▸ Stated goal: Substitute "traffic signal" for "traffic light" and write out again everything in the records from the line containing "Question. Identify every instance of the grassy" down to the line containing "(1015, 395)", leaving all else unchanged.

▸ Records for the task:
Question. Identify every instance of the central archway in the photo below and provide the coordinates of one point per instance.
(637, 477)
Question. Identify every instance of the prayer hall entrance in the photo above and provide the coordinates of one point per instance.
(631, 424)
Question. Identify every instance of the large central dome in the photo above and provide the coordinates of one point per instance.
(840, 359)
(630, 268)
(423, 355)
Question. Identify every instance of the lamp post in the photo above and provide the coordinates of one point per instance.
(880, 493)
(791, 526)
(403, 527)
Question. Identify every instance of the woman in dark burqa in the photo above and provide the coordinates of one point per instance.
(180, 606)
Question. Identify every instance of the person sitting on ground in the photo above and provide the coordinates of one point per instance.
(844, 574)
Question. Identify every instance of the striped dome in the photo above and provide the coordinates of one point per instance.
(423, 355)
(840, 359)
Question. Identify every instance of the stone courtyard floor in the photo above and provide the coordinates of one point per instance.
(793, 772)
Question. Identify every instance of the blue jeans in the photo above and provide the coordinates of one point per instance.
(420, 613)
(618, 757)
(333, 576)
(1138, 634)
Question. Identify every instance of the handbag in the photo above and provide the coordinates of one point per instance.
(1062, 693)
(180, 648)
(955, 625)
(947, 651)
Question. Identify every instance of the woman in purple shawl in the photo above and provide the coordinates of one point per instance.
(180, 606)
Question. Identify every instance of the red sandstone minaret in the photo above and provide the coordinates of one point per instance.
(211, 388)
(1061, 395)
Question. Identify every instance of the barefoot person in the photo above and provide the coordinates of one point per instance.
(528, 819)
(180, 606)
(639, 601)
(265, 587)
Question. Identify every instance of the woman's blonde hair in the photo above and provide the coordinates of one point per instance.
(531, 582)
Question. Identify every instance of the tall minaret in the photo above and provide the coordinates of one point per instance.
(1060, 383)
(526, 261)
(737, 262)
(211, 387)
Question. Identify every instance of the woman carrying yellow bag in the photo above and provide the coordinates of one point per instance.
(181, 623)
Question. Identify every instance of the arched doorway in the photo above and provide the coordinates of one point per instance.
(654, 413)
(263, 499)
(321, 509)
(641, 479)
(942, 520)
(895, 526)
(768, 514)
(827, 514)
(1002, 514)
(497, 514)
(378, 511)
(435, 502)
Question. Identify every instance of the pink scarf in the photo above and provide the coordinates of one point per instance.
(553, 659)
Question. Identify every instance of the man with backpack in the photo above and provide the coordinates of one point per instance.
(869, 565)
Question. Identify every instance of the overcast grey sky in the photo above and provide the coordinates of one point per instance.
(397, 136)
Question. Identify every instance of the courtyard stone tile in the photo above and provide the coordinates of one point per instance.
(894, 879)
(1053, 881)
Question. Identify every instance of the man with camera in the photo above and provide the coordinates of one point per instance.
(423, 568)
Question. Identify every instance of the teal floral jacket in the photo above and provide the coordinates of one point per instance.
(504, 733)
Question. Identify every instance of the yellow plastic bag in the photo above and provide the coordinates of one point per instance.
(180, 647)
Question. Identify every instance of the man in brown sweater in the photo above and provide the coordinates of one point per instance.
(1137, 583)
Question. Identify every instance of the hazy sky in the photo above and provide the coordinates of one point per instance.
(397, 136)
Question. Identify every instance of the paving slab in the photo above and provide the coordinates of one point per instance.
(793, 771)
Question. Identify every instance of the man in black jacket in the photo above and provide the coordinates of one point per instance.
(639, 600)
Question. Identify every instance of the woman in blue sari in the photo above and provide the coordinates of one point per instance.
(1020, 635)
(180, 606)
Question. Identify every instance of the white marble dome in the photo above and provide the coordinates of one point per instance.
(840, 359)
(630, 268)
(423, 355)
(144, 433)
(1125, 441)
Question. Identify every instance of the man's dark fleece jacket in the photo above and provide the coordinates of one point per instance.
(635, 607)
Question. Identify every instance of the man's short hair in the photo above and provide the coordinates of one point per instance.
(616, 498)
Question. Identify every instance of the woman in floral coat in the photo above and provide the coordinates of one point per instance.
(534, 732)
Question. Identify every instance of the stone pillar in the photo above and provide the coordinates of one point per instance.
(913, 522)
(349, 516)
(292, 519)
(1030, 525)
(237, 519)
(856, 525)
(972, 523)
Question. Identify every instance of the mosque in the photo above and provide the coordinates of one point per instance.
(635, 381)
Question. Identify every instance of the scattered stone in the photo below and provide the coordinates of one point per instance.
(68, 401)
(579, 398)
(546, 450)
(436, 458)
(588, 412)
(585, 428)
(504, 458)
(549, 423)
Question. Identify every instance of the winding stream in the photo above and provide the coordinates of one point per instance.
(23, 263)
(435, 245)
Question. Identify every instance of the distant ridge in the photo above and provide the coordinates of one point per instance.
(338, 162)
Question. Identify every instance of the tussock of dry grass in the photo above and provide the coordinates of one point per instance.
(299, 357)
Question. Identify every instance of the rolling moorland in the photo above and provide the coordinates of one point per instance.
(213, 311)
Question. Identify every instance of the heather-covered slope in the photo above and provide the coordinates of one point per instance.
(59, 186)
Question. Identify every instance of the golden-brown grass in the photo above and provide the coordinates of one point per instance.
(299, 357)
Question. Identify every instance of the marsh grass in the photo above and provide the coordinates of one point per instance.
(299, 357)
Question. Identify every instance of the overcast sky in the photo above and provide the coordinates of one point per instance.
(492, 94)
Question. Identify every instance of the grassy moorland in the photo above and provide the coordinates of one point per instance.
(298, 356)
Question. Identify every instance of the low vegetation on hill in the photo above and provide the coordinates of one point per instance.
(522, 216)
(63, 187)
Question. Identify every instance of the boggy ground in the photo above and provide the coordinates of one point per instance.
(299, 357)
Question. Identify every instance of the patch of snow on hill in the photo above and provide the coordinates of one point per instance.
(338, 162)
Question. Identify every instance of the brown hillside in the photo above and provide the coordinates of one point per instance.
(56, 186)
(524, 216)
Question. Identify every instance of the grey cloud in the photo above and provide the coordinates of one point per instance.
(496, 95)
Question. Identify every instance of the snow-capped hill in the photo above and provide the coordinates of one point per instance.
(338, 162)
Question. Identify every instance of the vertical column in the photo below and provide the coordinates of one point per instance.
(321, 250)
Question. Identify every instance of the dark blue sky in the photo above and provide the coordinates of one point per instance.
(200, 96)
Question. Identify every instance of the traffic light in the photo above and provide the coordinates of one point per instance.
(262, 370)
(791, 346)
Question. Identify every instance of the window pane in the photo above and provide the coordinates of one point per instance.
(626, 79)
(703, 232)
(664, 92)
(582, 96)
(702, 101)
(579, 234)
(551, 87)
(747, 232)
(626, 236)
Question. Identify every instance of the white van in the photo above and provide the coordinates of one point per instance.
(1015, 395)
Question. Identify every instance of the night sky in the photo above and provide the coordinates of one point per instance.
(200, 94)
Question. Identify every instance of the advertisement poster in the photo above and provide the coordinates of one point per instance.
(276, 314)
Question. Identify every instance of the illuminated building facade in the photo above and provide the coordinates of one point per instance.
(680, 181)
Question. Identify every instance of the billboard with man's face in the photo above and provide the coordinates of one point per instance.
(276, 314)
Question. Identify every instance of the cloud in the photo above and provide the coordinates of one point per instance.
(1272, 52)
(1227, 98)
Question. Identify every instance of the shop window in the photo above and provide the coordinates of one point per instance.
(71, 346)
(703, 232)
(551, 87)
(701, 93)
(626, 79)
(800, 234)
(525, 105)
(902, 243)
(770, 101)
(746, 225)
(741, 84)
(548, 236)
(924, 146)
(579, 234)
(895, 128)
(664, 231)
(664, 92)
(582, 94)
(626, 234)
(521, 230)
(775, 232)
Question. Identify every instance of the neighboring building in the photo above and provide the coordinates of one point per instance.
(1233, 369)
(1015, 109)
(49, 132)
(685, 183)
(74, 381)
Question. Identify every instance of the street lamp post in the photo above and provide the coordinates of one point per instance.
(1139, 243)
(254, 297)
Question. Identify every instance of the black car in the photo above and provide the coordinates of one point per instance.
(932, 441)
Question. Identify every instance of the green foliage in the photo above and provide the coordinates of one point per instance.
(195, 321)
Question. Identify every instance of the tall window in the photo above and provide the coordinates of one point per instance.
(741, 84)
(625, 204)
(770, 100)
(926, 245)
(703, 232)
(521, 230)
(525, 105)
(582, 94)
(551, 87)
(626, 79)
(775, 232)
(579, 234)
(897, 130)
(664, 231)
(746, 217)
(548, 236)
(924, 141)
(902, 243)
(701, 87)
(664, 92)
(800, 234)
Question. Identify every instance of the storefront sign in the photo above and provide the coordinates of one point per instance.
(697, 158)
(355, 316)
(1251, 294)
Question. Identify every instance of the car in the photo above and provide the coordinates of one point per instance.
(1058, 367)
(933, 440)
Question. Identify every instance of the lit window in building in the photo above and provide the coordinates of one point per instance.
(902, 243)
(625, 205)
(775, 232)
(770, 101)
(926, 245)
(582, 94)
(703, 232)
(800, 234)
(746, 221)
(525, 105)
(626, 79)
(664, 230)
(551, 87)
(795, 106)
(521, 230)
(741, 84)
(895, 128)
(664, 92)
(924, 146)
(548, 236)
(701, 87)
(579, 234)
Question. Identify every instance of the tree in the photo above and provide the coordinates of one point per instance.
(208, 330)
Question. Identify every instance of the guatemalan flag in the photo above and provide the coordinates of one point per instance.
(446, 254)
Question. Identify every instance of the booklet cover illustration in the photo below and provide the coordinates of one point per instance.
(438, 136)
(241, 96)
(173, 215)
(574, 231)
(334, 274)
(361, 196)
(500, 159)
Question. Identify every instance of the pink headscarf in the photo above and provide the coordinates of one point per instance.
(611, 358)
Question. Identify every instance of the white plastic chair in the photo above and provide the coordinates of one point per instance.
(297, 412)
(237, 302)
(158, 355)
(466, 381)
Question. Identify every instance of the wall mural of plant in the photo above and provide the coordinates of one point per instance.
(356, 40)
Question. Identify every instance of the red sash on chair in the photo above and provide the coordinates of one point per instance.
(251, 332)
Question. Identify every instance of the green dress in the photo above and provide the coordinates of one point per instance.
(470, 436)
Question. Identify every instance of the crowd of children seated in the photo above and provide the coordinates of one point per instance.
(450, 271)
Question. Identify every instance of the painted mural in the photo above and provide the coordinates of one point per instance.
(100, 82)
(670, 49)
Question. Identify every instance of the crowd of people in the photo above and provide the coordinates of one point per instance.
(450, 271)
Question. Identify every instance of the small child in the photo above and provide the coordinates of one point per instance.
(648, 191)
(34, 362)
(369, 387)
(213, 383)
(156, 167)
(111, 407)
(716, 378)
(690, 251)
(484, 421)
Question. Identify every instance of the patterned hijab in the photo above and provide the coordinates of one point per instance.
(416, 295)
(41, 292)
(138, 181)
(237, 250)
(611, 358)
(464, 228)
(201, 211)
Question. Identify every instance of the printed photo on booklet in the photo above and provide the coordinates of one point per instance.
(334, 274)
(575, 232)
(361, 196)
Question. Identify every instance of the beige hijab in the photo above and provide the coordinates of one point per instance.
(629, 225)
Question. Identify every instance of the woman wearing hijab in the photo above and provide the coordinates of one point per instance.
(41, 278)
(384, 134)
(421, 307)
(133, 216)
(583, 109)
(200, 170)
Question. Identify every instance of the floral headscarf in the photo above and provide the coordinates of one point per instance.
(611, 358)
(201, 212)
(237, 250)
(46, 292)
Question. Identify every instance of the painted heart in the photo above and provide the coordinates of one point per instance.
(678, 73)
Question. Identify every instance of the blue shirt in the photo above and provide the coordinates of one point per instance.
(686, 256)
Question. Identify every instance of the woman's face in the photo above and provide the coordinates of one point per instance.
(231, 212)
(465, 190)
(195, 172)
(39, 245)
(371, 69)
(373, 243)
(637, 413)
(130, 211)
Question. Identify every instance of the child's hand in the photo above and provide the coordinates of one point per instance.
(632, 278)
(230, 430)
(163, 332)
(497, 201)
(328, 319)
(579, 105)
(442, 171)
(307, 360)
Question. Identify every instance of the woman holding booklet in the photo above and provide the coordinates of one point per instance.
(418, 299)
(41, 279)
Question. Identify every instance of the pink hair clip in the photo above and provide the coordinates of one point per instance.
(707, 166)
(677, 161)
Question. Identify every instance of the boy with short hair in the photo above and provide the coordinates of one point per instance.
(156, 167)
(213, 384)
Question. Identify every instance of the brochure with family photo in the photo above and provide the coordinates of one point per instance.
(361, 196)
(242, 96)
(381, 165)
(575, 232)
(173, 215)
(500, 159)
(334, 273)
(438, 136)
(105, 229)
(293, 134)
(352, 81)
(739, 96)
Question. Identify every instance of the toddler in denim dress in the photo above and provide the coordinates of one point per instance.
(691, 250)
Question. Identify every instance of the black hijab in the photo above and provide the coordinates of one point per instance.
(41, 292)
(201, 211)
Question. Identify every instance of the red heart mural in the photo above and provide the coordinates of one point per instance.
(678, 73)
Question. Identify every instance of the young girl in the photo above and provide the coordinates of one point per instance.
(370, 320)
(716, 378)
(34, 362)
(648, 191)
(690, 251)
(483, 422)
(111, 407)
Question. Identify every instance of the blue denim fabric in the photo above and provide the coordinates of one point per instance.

▸ The reply:
Question. Identify every instance of the grassy moorland in the photo above and provide the coordinates of one point per instance.
(298, 356)
Question. Identify every instance of the low vegetation on hill in the photo above and provide the coordinates of one point per instance.
(522, 216)
(63, 187)
Question. Identify every instance of the boggy ground in the photo above and provide the coordinates of one point per instance.
(299, 357)
Question. Identify every instance of the patch of snow on hill in the photo above and provide the coordinates of one point per instance.
(338, 162)
Question. Identify every instance of the brown hillside in the photo above and provide the coordinates of one point per instance.
(56, 186)
(524, 216)
Question. Identify every instance of the grey cloud in the photo above and provide the coordinates of one point per instance.
(496, 95)
Question. Identify every instance of the snow-capped hill in the photo above and provide the coordinates of one point per instance.
(338, 162)
Question. Identify every instance of the vertical column in the photo below and provide the coordinates of one point per instance.
(321, 250)
Question. Identify every instance of the dark blue sky in the photo above and provide the coordinates of one point per instance.
(200, 96)
Question. Identify every instance of the traffic signal in the photo above and provide the coordinates of one point per instance.
(262, 370)
(791, 346)
Question. Identify every instance of the window pane in the photo above and provide the coordinates of one point per instance.
(626, 79)
(703, 232)
(664, 92)
(582, 96)
(702, 101)
(579, 234)
(551, 87)
(747, 232)
(626, 236)
Question. Identify every instance of the white van in the photo above and provide the coordinates of one point per instance.
(1015, 395)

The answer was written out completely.